Task goal:
From the first record to the last, write out each one exactly.

Data shown:
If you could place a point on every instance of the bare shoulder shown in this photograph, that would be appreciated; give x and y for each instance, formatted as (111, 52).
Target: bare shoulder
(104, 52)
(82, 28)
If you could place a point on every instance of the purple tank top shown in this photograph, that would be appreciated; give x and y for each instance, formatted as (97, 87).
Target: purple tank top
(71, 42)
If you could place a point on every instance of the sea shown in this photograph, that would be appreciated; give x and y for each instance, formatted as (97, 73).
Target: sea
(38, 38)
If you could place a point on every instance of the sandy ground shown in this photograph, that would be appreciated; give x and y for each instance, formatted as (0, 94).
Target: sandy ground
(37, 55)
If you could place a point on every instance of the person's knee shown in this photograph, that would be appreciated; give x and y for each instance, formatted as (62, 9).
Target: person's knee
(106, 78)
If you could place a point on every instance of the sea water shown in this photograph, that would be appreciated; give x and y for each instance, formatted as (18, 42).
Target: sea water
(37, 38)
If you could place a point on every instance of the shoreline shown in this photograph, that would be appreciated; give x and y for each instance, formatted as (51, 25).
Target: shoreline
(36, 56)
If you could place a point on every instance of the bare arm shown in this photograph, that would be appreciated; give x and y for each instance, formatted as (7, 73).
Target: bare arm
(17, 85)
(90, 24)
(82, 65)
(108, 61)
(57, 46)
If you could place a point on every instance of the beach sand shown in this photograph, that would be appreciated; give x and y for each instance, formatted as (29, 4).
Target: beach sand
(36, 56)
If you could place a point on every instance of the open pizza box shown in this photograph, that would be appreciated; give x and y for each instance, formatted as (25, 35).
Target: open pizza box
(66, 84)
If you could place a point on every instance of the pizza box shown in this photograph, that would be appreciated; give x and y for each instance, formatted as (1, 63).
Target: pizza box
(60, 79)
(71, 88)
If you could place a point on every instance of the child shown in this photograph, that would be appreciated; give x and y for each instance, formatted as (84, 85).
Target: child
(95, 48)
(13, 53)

Response:
If you could place a point on every instance of the bare shoulder shown in this photograph, that would be appreciated; give x and y for each instance, formatted as (111, 52).
Target: bare shoulder
(104, 52)
(82, 28)
If you could place a point on every instance of the purple tank top shown in this photograph, that would be appreciated; give x and y for each instance, formatted as (97, 87).
Target: purple tank top
(71, 42)
If you could place a point on every instance of the sea shown in this photograph, that would be appreciated; give x and y for each instance, formatted as (97, 73).
Target: sea
(38, 38)
If you could place a point on every instance of the sandy ground shown in this photograph, that would be appreciated; give x and y for each instance, formatted as (0, 94).
Target: sandy ground
(37, 55)
If you could place a point on every instance of the person's knee shown in this photograph, that would be appreciated; give x and y for each instance, formatted as (62, 9).
Target: person's knee
(106, 78)
If you could place a point on every instance of the sea water shown in this photograph, that would be appreciated; give x and y for each instance, formatted as (18, 42).
Target: sea water
(37, 38)
If you could place a point on every instance of the shoreline shown in this photograph, that would be appreciated; give x and y for each instance, formatted as (51, 25).
Target: shoreline
(36, 56)
If you could place a point on every instance of the bare arm shown in this photograph, that would be appreciated; give x and y for each instance, formatted as (7, 73).
Target: bare arm
(17, 85)
(90, 24)
(82, 65)
(108, 61)
(57, 46)
If you could place a point on every instance of the beach sand shown in this photograph, that would be appreciated; give x and y for each instance, formatted as (29, 4).
Target: beach sand
(36, 56)
If you could place a point on every instance of the open pizza box shown in this photograph, that would be appreciated; give x and y for each instance, formatted as (25, 35).
Target: open pizza box
(66, 84)
If you could place a point on every instance of the pizza box shown in this photograph, that would be appreciated; give x and y for each instance, formatted as (1, 63).
Target: pizza box
(60, 79)
(71, 88)
If you could place a point on every instance of the child shown in this photograph, that would be appreciated; give x and y for each instance, formatted as (84, 85).
Target: child
(95, 48)
(13, 53)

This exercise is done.